Task details — Extract every line of the entries below that contains the string "asphalt". The match is case-sensitive.

Records supplied —

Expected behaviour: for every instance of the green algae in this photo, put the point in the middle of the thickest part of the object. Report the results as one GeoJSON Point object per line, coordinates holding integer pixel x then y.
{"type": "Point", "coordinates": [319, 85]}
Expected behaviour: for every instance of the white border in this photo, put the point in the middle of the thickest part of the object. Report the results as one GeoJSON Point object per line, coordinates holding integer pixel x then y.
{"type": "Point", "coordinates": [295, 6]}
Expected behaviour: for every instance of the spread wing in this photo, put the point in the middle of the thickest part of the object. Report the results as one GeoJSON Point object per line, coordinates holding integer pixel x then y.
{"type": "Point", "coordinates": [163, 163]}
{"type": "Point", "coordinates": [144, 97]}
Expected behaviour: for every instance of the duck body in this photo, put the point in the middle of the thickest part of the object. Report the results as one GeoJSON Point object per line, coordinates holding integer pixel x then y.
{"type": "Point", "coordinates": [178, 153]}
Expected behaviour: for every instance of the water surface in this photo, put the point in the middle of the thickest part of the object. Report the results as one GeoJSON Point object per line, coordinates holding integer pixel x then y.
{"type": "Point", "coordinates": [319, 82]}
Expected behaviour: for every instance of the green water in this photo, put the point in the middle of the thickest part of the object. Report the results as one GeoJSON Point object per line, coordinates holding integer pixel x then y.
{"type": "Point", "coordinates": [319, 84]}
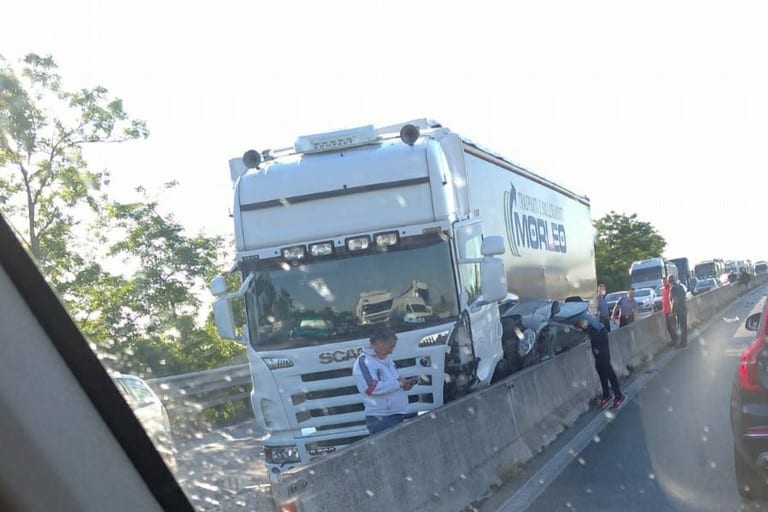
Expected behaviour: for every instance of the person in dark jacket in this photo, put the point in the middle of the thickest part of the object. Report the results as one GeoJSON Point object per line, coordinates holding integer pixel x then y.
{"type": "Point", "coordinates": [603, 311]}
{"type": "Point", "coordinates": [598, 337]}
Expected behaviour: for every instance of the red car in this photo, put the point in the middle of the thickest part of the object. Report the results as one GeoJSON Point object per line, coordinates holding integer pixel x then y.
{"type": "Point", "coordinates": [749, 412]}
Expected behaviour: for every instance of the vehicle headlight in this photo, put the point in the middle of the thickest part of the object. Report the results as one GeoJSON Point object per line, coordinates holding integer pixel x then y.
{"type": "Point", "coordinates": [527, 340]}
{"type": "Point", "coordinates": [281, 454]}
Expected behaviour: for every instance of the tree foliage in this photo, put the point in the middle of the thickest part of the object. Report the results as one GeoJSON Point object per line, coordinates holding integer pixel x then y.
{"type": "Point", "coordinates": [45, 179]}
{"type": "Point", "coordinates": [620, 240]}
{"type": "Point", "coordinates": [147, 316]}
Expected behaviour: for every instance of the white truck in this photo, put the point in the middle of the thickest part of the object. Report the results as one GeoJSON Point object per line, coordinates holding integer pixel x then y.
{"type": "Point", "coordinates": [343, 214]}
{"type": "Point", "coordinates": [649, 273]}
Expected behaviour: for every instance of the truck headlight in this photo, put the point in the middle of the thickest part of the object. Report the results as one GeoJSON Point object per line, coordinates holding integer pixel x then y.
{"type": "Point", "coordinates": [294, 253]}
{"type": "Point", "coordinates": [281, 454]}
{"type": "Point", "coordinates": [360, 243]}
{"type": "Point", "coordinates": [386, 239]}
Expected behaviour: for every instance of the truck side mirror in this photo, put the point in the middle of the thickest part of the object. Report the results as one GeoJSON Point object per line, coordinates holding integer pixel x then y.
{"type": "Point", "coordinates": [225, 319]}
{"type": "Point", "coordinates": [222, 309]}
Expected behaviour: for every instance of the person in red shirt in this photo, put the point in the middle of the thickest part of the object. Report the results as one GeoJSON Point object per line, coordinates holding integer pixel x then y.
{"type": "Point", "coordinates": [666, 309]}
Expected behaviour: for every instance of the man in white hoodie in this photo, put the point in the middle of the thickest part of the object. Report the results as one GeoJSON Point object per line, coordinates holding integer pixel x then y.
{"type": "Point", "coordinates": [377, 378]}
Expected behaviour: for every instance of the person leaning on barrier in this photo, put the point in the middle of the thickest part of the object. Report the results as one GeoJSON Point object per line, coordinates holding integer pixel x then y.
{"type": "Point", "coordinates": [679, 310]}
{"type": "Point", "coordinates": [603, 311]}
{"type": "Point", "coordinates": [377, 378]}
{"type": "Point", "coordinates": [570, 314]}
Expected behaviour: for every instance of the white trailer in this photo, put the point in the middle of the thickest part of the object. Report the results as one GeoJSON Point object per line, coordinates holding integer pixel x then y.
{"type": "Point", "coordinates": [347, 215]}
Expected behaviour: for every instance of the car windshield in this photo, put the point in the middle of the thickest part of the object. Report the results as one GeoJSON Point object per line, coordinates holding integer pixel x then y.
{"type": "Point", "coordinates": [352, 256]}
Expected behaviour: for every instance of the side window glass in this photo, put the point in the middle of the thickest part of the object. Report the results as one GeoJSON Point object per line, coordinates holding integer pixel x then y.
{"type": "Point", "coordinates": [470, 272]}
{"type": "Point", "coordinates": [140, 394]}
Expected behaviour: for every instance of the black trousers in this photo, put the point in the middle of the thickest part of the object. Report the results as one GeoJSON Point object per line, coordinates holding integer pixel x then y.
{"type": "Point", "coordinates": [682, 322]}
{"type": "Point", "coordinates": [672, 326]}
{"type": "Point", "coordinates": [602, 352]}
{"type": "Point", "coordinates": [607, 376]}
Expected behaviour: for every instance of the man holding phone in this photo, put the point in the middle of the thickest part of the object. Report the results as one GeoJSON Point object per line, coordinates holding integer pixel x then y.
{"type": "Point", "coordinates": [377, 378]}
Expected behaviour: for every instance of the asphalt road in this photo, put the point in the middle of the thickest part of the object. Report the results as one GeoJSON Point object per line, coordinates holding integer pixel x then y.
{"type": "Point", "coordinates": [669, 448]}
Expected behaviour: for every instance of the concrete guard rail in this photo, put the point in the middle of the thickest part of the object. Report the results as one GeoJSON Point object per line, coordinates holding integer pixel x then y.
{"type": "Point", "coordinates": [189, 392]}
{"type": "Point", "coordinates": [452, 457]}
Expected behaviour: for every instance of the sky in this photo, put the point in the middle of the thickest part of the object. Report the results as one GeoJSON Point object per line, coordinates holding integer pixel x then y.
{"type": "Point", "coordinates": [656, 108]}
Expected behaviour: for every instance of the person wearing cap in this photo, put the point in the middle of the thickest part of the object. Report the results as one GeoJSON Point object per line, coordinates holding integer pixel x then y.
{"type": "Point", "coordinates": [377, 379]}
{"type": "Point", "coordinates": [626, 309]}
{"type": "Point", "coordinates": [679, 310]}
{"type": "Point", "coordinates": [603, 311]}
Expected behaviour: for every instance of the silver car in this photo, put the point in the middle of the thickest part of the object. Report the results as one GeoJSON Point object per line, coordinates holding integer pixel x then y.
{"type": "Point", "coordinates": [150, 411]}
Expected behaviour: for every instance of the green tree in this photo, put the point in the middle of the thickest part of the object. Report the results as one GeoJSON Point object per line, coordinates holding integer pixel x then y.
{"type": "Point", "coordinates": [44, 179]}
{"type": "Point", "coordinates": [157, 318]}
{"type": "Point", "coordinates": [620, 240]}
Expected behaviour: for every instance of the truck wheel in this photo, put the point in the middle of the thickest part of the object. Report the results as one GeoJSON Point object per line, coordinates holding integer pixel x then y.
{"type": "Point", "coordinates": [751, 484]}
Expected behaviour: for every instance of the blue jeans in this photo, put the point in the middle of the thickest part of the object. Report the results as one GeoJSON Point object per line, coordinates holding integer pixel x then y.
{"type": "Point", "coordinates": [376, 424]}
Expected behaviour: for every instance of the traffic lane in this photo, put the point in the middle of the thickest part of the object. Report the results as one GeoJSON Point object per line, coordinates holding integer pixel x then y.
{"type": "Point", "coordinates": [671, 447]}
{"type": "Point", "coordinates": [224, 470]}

==

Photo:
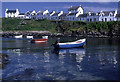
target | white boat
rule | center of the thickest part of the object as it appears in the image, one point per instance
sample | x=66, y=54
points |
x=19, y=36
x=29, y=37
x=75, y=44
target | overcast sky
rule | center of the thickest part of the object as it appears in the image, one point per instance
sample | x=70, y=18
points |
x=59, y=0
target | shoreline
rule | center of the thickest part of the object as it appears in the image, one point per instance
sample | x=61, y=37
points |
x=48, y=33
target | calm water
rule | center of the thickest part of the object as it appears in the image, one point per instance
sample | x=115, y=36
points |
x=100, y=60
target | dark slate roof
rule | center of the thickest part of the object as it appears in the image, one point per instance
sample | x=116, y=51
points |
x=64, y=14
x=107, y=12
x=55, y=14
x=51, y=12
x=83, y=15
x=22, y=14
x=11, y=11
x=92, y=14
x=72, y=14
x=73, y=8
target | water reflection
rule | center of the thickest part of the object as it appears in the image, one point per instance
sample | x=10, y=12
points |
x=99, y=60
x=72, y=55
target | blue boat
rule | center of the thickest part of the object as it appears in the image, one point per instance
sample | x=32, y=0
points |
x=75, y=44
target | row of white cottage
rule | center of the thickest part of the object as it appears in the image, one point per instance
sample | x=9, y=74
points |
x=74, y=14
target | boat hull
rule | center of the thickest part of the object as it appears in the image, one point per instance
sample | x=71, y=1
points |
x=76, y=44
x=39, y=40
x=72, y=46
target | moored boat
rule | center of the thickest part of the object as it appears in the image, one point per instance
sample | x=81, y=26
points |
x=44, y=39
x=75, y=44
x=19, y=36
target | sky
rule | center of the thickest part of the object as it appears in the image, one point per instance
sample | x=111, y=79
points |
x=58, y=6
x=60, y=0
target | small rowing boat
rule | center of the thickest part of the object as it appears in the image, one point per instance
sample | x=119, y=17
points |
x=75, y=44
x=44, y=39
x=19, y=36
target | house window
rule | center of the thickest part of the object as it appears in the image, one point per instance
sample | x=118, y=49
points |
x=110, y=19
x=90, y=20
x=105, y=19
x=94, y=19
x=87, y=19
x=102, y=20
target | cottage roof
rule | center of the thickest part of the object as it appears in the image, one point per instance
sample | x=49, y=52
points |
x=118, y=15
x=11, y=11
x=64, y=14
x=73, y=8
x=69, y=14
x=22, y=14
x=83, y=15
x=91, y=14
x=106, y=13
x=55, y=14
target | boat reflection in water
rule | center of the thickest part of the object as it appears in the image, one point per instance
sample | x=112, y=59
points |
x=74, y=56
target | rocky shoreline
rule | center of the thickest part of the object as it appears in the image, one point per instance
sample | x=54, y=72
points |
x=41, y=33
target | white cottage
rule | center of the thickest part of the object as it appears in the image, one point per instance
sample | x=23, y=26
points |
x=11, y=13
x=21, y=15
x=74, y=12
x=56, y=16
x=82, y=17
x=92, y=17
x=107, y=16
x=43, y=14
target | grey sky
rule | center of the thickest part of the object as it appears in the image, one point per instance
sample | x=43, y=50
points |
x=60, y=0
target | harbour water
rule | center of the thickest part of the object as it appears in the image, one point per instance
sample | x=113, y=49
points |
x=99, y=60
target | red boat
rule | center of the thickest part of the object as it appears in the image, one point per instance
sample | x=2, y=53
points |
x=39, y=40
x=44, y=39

* * *

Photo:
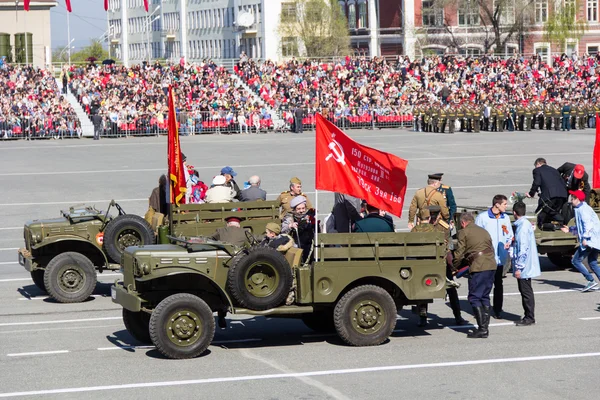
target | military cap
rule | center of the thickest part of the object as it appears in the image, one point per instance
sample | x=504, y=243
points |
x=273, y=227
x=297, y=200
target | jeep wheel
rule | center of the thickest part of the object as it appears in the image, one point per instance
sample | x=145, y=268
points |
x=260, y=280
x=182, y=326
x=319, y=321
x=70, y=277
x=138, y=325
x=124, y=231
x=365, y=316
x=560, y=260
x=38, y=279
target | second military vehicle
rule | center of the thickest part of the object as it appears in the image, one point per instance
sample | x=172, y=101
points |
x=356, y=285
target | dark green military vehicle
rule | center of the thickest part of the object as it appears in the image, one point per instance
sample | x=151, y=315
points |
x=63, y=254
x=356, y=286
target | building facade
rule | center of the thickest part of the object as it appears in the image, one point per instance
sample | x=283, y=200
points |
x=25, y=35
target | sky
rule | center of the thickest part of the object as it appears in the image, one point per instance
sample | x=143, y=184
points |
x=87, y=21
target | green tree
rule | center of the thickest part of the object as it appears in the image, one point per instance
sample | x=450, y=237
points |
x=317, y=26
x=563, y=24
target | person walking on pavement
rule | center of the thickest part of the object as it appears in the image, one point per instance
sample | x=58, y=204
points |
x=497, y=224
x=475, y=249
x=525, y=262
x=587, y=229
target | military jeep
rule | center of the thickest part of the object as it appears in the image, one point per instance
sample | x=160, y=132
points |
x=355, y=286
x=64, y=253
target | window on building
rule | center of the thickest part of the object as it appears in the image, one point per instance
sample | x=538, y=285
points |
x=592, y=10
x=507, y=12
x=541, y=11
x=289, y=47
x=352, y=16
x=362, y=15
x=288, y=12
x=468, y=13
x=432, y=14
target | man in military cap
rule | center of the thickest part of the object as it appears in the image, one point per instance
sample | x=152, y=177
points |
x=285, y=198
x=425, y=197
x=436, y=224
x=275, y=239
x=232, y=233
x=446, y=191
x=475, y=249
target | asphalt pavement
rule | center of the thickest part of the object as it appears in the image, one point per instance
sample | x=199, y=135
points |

Exercise response —
Expected behaviour: for every instance of the asphalt road in this photo, put the point in the middle of the thickest part of the object. Report the results as one GeoJSON Point object per line, coordinates holding integer pixel x then y.
target | asphalt pavement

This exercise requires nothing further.